* _THE TASKS_
• 1. Name every method defined in the language model text.
• 2. Please continue the language model text after its last line.

··· EXTRACTED TEXT

Our Language Model extends the `basic model`

We are overriding one method that returns a list of all your layer groups.

class LanguageModel(BasicModel):
    def get_layer_groups(self):
        m = self.model[0]
        return [*zip(m.rnns, m.dropouths), (self.model[1], m.dropouti)]

Extend the `learner class`, set default to cross entropy

class RNN_Learner(Learner):
    def __init__(self, data, models, **kwargs):
        super().__init__(data, models, **kwargs)
        self.crit = F.cross_entropy

    def save_encoder(self, name): save_model(self.model[0], self.get_model_path(name))
    def load_encoder(self, name): load_model(self.model[0], self.get_model_path(name))

······
··· DATASET CONTENT

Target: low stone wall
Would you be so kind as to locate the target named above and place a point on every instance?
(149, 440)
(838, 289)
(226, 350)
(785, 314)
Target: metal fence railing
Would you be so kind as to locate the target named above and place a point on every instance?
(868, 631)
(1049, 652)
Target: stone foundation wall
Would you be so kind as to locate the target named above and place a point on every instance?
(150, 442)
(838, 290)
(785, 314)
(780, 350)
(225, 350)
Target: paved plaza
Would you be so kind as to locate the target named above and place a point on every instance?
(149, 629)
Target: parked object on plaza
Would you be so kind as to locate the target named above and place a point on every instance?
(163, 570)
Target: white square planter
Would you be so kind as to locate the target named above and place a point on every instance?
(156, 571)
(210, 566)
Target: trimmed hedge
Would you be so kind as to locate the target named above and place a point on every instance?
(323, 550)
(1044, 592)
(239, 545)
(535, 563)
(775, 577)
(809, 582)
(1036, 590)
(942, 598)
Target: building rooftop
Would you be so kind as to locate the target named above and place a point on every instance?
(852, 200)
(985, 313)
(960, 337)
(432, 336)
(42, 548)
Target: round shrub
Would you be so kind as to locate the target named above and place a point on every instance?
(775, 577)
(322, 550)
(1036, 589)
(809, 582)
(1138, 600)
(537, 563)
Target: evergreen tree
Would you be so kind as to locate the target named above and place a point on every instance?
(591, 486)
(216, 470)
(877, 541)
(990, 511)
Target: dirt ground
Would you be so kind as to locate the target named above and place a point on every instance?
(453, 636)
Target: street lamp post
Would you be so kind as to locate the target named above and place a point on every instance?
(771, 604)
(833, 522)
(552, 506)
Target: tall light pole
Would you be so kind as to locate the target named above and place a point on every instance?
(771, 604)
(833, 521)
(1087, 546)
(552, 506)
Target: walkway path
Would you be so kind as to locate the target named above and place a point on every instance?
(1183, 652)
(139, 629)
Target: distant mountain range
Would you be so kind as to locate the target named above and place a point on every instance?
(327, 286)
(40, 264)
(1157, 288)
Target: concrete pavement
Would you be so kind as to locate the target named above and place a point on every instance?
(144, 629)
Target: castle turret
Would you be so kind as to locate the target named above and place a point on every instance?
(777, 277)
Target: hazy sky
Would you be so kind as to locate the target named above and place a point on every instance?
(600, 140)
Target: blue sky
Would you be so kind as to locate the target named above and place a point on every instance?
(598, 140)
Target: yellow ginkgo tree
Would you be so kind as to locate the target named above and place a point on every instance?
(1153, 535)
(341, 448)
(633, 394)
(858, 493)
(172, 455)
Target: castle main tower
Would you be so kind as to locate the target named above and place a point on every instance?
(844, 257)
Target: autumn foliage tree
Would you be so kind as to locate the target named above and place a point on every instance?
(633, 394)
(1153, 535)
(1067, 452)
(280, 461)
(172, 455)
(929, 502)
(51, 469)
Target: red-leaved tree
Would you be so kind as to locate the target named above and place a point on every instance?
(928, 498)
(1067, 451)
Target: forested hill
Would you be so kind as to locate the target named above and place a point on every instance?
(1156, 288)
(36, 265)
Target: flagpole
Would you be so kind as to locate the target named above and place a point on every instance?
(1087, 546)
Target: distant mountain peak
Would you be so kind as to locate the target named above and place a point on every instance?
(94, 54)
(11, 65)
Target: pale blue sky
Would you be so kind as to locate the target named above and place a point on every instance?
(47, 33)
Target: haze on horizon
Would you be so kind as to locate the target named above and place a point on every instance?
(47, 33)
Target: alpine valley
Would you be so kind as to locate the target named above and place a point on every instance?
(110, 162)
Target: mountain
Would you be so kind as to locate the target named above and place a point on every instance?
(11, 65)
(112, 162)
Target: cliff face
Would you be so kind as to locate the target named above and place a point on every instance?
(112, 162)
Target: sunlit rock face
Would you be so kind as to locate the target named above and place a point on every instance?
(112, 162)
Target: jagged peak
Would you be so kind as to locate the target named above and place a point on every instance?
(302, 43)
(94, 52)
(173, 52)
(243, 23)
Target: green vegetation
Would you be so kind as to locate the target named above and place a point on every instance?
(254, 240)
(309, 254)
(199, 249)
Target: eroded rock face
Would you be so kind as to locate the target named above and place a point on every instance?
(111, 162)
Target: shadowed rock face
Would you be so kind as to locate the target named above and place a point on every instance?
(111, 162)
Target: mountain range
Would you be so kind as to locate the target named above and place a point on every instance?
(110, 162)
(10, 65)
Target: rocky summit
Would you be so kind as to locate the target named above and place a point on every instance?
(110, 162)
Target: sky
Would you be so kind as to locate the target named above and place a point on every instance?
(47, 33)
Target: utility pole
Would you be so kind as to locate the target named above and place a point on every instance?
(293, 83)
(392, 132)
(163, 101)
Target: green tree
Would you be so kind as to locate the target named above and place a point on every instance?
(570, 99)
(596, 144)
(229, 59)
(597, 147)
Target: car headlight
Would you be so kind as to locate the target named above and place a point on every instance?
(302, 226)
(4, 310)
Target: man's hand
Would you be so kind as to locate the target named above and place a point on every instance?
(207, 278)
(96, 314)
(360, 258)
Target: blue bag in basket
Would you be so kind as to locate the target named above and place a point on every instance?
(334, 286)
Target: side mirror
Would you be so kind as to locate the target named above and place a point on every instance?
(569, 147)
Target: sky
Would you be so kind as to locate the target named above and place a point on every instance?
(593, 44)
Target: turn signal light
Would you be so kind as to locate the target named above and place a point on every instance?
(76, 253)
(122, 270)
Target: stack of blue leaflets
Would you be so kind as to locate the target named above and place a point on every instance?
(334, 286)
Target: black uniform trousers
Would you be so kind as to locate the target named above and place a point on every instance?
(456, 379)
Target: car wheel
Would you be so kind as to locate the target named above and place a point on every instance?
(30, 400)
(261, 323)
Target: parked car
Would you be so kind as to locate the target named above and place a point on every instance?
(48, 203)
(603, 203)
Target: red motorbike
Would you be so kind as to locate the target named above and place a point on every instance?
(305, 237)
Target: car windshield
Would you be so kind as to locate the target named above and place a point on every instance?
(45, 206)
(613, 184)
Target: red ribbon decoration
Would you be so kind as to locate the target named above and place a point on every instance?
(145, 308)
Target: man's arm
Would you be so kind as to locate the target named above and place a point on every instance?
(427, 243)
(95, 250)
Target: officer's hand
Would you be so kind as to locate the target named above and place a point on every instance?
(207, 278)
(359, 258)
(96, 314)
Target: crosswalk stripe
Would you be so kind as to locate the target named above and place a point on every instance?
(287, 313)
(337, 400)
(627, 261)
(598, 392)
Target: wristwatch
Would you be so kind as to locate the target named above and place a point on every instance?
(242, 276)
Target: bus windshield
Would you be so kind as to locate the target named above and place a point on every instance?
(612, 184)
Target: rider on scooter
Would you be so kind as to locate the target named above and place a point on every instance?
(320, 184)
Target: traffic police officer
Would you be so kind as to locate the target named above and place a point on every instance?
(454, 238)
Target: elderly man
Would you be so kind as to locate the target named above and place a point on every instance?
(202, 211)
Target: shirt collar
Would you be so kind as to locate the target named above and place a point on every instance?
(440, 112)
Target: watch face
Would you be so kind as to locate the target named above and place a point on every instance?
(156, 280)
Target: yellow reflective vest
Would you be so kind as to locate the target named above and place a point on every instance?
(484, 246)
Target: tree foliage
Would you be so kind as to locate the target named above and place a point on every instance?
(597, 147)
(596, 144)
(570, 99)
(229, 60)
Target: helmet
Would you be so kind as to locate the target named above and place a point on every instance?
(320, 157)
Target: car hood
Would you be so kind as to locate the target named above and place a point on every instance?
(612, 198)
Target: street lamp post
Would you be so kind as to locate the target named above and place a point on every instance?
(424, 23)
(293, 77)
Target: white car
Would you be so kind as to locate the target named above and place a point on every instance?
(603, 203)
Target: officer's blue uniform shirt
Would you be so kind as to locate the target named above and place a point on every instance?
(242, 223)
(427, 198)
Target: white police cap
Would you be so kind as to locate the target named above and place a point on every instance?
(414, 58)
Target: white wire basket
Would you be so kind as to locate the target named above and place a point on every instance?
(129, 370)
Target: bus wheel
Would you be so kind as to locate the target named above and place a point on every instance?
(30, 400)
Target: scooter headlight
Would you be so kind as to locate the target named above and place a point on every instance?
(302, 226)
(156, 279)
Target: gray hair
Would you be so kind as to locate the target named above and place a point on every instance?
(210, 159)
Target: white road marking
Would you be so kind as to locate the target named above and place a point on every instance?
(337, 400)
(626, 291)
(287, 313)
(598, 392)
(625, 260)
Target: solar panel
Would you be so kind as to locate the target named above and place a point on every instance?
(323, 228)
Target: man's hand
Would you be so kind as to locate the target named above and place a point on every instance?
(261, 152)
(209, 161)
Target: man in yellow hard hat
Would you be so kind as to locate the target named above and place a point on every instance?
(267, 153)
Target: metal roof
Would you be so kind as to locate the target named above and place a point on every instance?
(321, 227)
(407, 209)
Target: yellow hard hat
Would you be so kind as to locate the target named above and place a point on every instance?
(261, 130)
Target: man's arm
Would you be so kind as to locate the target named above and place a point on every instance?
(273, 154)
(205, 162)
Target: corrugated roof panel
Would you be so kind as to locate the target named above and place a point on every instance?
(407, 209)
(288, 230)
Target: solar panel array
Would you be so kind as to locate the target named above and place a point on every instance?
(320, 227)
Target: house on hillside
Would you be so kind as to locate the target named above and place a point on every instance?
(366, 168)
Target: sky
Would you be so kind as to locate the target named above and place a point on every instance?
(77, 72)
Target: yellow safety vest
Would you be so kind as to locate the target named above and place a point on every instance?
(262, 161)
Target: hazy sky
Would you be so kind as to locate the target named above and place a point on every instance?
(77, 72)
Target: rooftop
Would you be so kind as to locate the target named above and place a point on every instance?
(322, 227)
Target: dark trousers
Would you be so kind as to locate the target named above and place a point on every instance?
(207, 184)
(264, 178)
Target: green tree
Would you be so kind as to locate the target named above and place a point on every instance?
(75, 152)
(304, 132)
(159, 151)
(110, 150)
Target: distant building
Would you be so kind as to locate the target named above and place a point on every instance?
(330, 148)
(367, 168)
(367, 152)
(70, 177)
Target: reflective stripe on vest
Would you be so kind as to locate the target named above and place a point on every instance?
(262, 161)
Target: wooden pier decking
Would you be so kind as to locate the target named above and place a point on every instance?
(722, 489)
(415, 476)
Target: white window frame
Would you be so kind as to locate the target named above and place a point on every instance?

······

* _RESPONSES BY TASK_
• 1. get_layer_groups, __init__, save_encoder, load_encoder

• 2.
Review of the RNN Encoder

AWD Paper

Link to the github

Embedding input layer
1 x LSTM layer per layer asked for nl
The rest are places to put dropout

Forward:

Call the Embedding Layer
Add some drop out
Call RNN layer
Append to outputs
drop out

import torch.nn as nn

class RNN_Encoder(nn.Module):

    """A custom RNN encoder network that uses
        - an embedding matrix to encode input,
        - a stack of LSTM layers to drive the network, and
        - variational dropouts in the embedding and LSTM layers
        The architecture for this network was inspired by the work done in
        "Regularizing and Optimizing LSTM Language Models".
        (https://arxiv.org/pdf/1708.02182.pdf)
    """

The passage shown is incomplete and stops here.